Task details: Reproduce every line of the data below without changing anything.

Input data:
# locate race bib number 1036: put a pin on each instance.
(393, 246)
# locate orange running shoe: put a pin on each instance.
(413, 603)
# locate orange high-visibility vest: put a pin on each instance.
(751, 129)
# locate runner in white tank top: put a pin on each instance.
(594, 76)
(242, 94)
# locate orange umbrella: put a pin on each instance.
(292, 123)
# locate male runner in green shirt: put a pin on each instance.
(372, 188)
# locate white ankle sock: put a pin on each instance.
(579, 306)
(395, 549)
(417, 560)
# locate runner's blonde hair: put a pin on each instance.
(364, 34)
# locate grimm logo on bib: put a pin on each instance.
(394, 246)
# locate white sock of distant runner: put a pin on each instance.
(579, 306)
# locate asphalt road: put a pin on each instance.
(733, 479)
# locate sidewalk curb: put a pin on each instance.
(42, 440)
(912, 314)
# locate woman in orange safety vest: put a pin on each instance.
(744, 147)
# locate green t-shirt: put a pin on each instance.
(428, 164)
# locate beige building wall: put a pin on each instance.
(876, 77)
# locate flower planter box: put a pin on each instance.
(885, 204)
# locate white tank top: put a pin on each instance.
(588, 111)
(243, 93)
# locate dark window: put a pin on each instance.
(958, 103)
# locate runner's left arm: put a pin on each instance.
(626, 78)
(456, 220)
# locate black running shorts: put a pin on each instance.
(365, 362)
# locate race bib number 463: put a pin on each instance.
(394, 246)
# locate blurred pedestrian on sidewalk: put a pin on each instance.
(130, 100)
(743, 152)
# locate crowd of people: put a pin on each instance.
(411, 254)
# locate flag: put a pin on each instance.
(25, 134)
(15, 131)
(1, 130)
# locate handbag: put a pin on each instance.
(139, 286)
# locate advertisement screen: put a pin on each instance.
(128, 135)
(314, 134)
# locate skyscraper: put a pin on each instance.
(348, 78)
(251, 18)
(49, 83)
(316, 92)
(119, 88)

Output of the task:
# locate race bib number 1036: put a pin on each instance.
(393, 246)
# locate orange running shoe: put a pin on each instance.
(413, 603)
# locate orange high-visibility vest: put a pin on each instance.
(751, 129)
# locate runner in white tank top: put a pin on each instance.
(594, 76)
(242, 94)
# locate orange umbrella: put a pin on each instance.
(292, 123)
# locate male runner in green shirt: put a pin on each instance.
(372, 188)
# locate white ankle sock: put a pin on each instance.
(579, 306)
(395, 549)
(417, 560)
# locate runner's blonde hair: put a pin on each instance.
(364, 34)
# locate grimm logo on bib: put a pin on each instance.
(394, 246)
# locate white sock of distant runner: put a pin on each instance.
(579, 306)
# locate asphalt road: put a pin on each instance.
(733, 479)
# locate sidewalk curb: put a pin on each instance.
(42, 440)
(912, 314)
# locate woman in orange safety vest: put a pin on each instance.
(744, 147)
# locate green t-shirt: put a pin on each instance.
(428, 164)
# locate beige building wall: put a pin on each instance.
(876, 77)
# locate flower planter box: put a pin on each instance.
(885, 204)
# locate white tank top: put a pin on each instance.
(588, 111)
(243, 93)
# locate dark window: put a pin on each instance.
(958, 103)
# locate runner's left arm: put a pin on each instance.
(626, 78)
(456, 220)
# locate black running shorts: put a pin on each instance.
(365, 362)
# locate race bib number 463: put a pin on each instance.
(394, 246)
# locate blurred pedestrian on sidewalk: put a pin on each instance.
(130, 100)
(743, 152)
# locate crowd of people: put a pin on each instance.
(411, 254)
# locate flag: put a pin on each instance.
(25, 134)
(15, 131)
(1, 130)
# locate handbag: put a pin on each instance.
(139, 286)
# locate advertisement screen: put a pin on each instance.
(128, 135)
(314, 134)
# locate skyscraper: put a pin on each instance.
(348, 78)
(251, 18)
(49, 83)
(316, 92)
(119, 88)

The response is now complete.